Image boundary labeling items
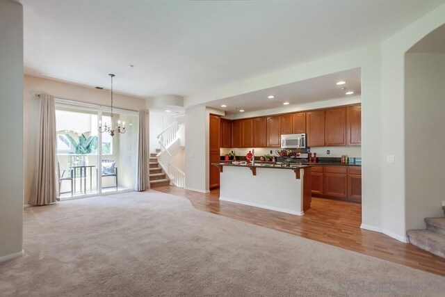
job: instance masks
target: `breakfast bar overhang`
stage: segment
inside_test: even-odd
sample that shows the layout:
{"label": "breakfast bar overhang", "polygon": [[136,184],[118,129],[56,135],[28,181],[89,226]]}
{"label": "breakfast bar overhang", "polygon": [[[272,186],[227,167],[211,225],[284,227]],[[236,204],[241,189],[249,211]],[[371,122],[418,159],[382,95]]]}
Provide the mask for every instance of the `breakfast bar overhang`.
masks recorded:
{"label": "breakfast bar overhang", "polygon": [[220,200],[302,216],[311,206],[311,166],[213,163]]}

* [Aim]: Copy every line of the material above word for word, leaving out the pictures.

* [The response]:
job: instance masks
target: `breakfast bar overhang`
stage: segment
inside_test: even-odd
sample that shows the layout:
{"label": "breakfast bar overhang", "polygon": [[136,184],[118,129],[56,135],[28,181],[89,226]]}
{"label": "breakfast bar overhang", "polygon": [[[272,186],[227,167],[211,225],[284,227]],[[236,204],[241,189],[249,211]],[[371,122],[418,159],[382,95]]]}
Provide the mask for every instance of the `breakfast bar overhang`.
masks recorded:
{"label": "breakfast bar overhang", "polygon": [[220,200],[302,216],[311,206],[311,166],[213,163]]}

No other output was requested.